• [TASK PROMPT]: Copy the records below without altering a single word.

[Referring expression data]

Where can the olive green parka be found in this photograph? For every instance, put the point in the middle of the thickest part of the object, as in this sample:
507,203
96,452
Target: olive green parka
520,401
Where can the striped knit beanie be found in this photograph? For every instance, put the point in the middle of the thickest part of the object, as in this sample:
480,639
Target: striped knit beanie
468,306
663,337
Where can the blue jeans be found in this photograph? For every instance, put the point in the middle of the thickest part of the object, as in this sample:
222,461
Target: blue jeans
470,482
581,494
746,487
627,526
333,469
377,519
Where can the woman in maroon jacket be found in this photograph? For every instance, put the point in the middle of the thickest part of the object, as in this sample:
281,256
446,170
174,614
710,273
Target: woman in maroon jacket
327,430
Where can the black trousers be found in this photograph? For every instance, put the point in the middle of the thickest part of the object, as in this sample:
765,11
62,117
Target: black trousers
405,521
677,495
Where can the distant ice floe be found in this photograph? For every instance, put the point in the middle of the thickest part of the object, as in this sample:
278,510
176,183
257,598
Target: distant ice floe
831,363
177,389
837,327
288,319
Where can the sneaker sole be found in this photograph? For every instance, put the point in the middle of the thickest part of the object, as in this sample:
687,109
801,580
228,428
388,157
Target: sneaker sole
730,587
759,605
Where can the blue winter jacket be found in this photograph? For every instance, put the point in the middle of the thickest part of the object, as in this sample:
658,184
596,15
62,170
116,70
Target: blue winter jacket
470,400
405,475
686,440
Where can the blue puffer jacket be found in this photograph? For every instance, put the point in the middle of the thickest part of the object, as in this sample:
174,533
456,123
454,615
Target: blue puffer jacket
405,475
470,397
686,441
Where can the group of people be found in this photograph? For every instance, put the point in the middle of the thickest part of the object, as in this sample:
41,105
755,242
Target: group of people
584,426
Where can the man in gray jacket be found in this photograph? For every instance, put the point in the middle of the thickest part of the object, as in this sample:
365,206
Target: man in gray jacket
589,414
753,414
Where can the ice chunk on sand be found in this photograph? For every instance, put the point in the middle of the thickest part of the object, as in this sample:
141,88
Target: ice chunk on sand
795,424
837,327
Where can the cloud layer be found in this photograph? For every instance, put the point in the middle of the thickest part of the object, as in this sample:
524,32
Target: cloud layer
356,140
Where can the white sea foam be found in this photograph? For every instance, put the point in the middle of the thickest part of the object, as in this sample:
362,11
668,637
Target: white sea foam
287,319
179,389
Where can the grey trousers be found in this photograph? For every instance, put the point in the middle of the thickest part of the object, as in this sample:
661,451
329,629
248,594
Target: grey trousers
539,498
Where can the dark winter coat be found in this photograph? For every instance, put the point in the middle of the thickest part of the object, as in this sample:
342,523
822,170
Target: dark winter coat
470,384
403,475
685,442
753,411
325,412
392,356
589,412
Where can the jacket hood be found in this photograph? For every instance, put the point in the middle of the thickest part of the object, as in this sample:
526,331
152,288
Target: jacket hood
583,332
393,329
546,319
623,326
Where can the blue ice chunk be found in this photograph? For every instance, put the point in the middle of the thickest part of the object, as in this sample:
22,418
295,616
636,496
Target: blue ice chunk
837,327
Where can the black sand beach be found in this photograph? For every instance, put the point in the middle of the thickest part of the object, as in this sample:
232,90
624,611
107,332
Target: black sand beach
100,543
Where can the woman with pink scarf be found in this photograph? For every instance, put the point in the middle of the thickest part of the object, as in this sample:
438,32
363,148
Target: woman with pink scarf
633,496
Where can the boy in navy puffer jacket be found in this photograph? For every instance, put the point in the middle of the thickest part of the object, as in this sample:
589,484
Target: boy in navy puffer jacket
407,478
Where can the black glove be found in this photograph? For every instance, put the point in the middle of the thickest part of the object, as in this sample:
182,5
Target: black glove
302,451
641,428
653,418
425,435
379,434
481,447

• [SOLUTION TO THIS PROBLEM]:
Where can the olive green parka be found in this photograph? For every instance, put the point in the middle of the thickest part of the object, as in this sample:
507,203
96,452
Target: olive green parka
520,401
Where can the striped knit beanie be found in this photograph? For every instance, put the point in the middle of the thickest part of the object, as in this sample:
480,639
Target: striped knit beanie
468,306
663,337
Where can the blue jeans be found in this photograph? For every instance, put the point in the middle of the thickest part of the object, as in this sample:
222,461
Target: blue jeans
470,482
581,494
746,487
627,526
333,469
377,519
Where can the woman in maroon jacket be found in this photograph? For every instance, put the point in the middle of the thickest part of the object, as in this sample:
281,256
446,170
174,614
710,273
Target: woman in maroon jacket
327,430
Where can the black trousers be found in this photograph? For every instance, put the point in the middle of the thickest part of the object, as in this sample:
765,11
62,117
Target: black trousers
405,521
677,495
Where can the distant ice floe be found in this photograph? For every instance, put the point in the middle of the thickest part of the object, as in this sample:
278,510
176,183
257,598
Target: distant ice floe
831,363
177,389
837,327
288,319
Where can the sneaker sole be found in this photograph? For every instance, put the point in the middle of the thickest part of the object, as in this sample:
687,109
801,580
228,428
388,157
Target: sneaker sole
730,587
759,605
Where can the blue winter jacket be found in this photograph? For every instance, put the point in the middle of the thickest part of the object, as in this sample:
658,184
596,15
62,170
116,70
Target: blue winter jacket
470,400
405,475
686,440
Where can the blue puffer jacket be found in this photograph? For every instance, put the point in the middle of the thickest part of the object, as in this sample:
174,533
456,123
454,615
Target: blue puffer jacket
405,475
470,397
686,441
Where can the group of people be found in this photograph? For every instance, put the point in the middle of the thickest part of the object, as in this sample:
41,105
755,242
Target: group of people
584,426
Where can the man in gray jacket be found in this photograph? For every instance, put the point in the middle of the thickest part of the object, as in this sample:
365,206
Target: man in gray jacket
589,414
753,414
Where can the ice chunk on sand be found in this photograph? For every instance, put the point in the middle of the thickest part of the object, as in this sample:
141,88
Target: ice chunk on sand
795,424
837,327
Where can the cloud layer be found in this photograph? For every instance, put the point in the middle of the thickest part of the object, as in this sample:
524,32
Target: cloud layer
356,140
Where can the white sea foam be found in this photograph? For every instance, put the point in the middle of the thickest part of the object, as in this sample:
362,11
668,637
Target: white sea foam
287,319
179,389
Where can the grey trousers be found in this photograph? For every instance, put the point in the middle of the thickest part of the object, as in this sample:
661,451
329,629
248,594
Target: grey trousers
539,498
Where can the dark winter coat be found in this photograph? For every instance, put the point in the middle of the thickest part of the object, as in this sample:
342,523
822,170
Target: dark winter coat
470,384
403,475
685,442
753,411
325,412
392,356
589,412
Where can the jacket hood be found in this photograph? For every instance, put the point in the middle of the thickest part of the object, as in this sample:
526,331
152,288
Target: jacket hood
583,332
393,329
546,319
623,326
Where can the blue ice chunk be found in this photograph? For every instance, put the point in the middle of the thickest part of the object, as in this sample:
22,418
295,616
636,496
Target: blue ice chunk
837,327
Where can the black sand beach be found in this photograph? For every instance, put the point in the middle of the thickest part of the object, as in this sample:
232,90
624,611
107,332
Target: black sand beach
100,543
Where can the woman with pink scarf be found in this photograph? For every instance, put the point in the middle of the thickest part of the object, as in this sample:
438,32
363,148
Target: woman with pink scarf
633,496
Where can the boy in navy puffer jacket be found in this photograph? For every instance, put the point in the middle of the thickest part of the object, as in this sample:
589,484
Target: boy in navy puffer jacket
407,478
Where can the black glove be found in this photograph? For every instance, put the point in the middle of the thickest part of the object, as in this sample:
182,5
Target: black glove
302,451
641,428
653,418
425,435
379,434
481,447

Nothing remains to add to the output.